===== Extrait de page =====
Retour à la maison. MD doit déposer le corps à la morgue. Non sans peine; le véhicule du collègue manque du carburant. Il achète dix litres d’essence pour la circonstance. Sa poche en prend encore un coup.

Après la morgue, la fabrication d’un cercueil s’impose; le creu­sage de la tombe également. Mais après concertation, on se résout à envoyer le lendemain matin des jeunes fossoyeurs à Ngonn-ba. Entre-temps, il faut assurer l’inten­dance qui leur permettra de par­faire la tombe. L’urgence pour le moment est de trouver un cercueil. MD et son oncle font recours à d’autres parents qui s’y connais­sent en bois. Et cela ne se pas­sera pas gratuitement. Les char­pentiers exigent l’argent pour l’achat du matériel et leur main d’oeuvre. Assis à côté, un autre parent d’un certain âge, sans mettre la main à la poche, n’ad­met pas qu’on parle d’un cercueil en bois blanc. « Ils ne l’ont pas en­terré » le rejoindront deux femmes parmi les autres en sanglot, à la vue des planches en bois blanc transportées dans un porte-tout pour la fabrique du cercueil.
===== Entrées extraites =====
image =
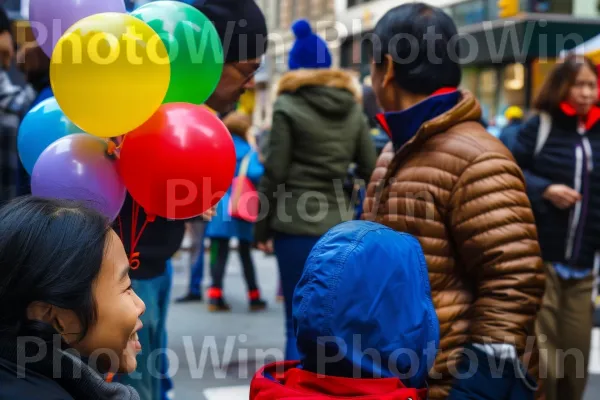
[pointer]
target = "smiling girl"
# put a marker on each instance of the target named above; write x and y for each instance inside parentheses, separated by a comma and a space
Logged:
(68, 314)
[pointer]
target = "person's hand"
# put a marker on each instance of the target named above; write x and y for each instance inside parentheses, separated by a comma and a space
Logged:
(561, 196)
(266, 247)
(7, 49)
(210, 213)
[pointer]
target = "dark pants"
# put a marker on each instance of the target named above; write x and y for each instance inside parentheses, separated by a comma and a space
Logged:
(220, 252)
(197, 256)
(292, 252)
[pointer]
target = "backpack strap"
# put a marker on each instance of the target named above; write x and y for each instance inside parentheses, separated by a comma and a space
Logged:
(543, 132)
(237, 190)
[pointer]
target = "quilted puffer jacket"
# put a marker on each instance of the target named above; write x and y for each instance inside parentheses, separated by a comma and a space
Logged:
(459, 191)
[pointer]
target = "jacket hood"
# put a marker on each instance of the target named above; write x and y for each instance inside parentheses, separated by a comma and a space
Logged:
(285, 380)
(331, 92)
(242, 147)
(363, 306)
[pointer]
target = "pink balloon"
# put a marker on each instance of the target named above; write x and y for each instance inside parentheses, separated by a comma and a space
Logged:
(50, 19)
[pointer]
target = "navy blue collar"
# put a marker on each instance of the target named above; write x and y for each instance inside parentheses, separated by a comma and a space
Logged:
(401, 126)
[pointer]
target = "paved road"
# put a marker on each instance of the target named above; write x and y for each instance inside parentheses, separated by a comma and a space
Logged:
(215, 355)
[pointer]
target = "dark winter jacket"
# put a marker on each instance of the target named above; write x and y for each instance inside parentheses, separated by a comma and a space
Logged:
(318, 130)
(570, 156)
(56, 375)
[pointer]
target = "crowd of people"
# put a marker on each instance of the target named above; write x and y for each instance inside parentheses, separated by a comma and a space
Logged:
(461, 253)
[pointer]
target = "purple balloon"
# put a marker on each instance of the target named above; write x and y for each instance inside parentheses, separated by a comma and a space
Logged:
(77, 167)
(50, 19)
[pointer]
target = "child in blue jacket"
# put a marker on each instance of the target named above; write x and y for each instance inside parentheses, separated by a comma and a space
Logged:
(364, 319)
(224, 227)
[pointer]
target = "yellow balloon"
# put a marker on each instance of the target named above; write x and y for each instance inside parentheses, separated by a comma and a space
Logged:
(110, 72)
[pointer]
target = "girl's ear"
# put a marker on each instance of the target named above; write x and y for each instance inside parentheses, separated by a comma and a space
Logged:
(64, 322)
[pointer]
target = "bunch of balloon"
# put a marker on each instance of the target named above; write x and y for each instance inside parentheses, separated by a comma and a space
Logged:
(128, 112)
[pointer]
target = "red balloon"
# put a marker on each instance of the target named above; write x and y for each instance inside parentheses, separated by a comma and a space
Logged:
(179, 163)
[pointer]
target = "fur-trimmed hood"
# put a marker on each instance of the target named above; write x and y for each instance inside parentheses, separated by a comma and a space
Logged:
(329, 91)
(332, 78)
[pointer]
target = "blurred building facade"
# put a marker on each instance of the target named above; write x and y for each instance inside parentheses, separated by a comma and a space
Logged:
(513, 43)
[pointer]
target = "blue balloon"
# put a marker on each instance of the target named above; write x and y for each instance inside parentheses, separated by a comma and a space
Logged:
(43, 125)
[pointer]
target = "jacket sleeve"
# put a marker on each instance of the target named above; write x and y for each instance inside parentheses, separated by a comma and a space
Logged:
(366, 156)
(523, 152)
(255, 168)
(278, 155)
(493, 228)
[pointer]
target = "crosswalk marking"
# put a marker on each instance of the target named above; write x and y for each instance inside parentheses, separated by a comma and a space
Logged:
(229, 393)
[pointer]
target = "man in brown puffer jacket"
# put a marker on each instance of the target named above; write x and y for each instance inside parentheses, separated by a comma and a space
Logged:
(444, 179)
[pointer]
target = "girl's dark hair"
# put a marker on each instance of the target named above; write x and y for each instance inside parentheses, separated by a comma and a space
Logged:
(422, 41)
(51, 251)
(556, 87)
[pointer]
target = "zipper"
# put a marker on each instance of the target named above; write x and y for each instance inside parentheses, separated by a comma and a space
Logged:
(581, 208)
(576, 213)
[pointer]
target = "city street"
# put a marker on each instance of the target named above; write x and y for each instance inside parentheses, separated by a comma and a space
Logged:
(217, 354)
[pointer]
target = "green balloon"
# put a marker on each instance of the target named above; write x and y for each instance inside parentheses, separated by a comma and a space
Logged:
(194, 46)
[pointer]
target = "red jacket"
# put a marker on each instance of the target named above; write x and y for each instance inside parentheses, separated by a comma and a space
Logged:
(293, 383)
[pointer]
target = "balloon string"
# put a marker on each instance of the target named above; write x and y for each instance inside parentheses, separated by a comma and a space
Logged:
(134, 257)
(134, 261)
(120, 222)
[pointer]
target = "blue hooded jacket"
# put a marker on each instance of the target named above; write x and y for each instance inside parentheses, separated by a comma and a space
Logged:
(223, 225)
(365, 291)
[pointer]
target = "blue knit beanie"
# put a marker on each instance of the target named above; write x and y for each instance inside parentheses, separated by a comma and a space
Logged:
(309, 51)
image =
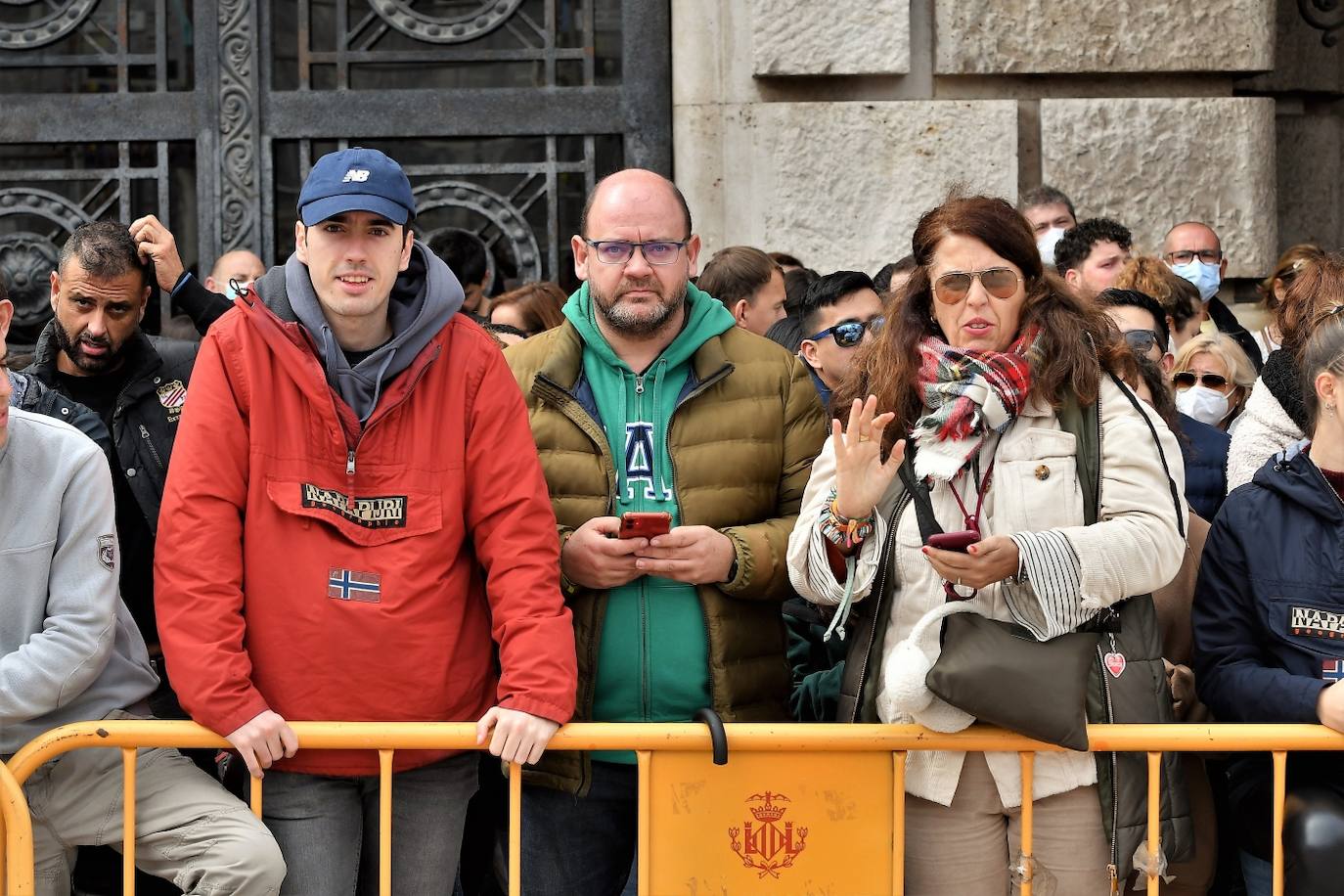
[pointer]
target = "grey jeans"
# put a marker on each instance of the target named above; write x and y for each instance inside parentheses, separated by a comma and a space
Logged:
(327, 829)
(189, 829)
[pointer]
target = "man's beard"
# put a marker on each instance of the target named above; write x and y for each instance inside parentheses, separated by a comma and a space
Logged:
(72, 349)
(637, 320)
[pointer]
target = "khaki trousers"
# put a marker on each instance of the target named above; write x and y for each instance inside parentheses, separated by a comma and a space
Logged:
(965, 848)
(189, 829)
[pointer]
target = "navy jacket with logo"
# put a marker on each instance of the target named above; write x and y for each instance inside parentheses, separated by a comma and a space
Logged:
(1204, 452)
(144, 424)
(1269, 610)
(1269, 606)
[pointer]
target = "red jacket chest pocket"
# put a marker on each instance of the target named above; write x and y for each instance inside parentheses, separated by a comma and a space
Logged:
(377, 517)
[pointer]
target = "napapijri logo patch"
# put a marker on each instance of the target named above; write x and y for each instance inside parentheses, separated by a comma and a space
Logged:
(172, 396)
(108, 551)
(1316, 623)
(384, 512)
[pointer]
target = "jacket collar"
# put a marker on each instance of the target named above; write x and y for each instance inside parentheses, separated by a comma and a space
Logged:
(564, 364)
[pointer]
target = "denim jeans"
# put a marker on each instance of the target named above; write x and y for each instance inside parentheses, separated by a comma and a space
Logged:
(582, 844)
(327, 829)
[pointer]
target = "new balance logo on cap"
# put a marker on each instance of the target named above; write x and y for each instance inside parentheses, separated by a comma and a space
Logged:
(355, 179)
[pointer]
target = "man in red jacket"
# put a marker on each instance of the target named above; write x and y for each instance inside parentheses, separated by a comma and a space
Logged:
(354, 512)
=====
# [Consignes]
**1.** Répondez aux questions suivantes à l'aide de l'extrait de page :
(a) Combien de litres d'essence MD achète-t-il ?
(b) Où décide-t-on d'envoyer des jeunes fossoyeurs le lendemain matin ?
(c) Qu'exigent les charpentiers ?
**2.** Reproduisez textuellement un passage de l'extrait de page, en commençant aux mots « Retour à la » et en terminant après « encore un coup. ».
**3.** Relevez dans l'extrait de page toutes les mentions de membres de la famille de MD.

# [Réponses]
**1.**
(a) Dix litres.
(b) À Ngonn-ba.
(c) L'argent pour l'achat du matériel et leur main d'oeuvre.

**2.**
Retour à la maison. MD doit déposer le corps à la morgue. Non sans peine; le véhicule du collègue manque du carburant. Il achète dix litres d’essence pour la circonstance. Sa poche en prend encore un coup.

**3.**
- son oncle
- d'autres parents qui s'y connaissent en bois
- un autre parent d'un certain âge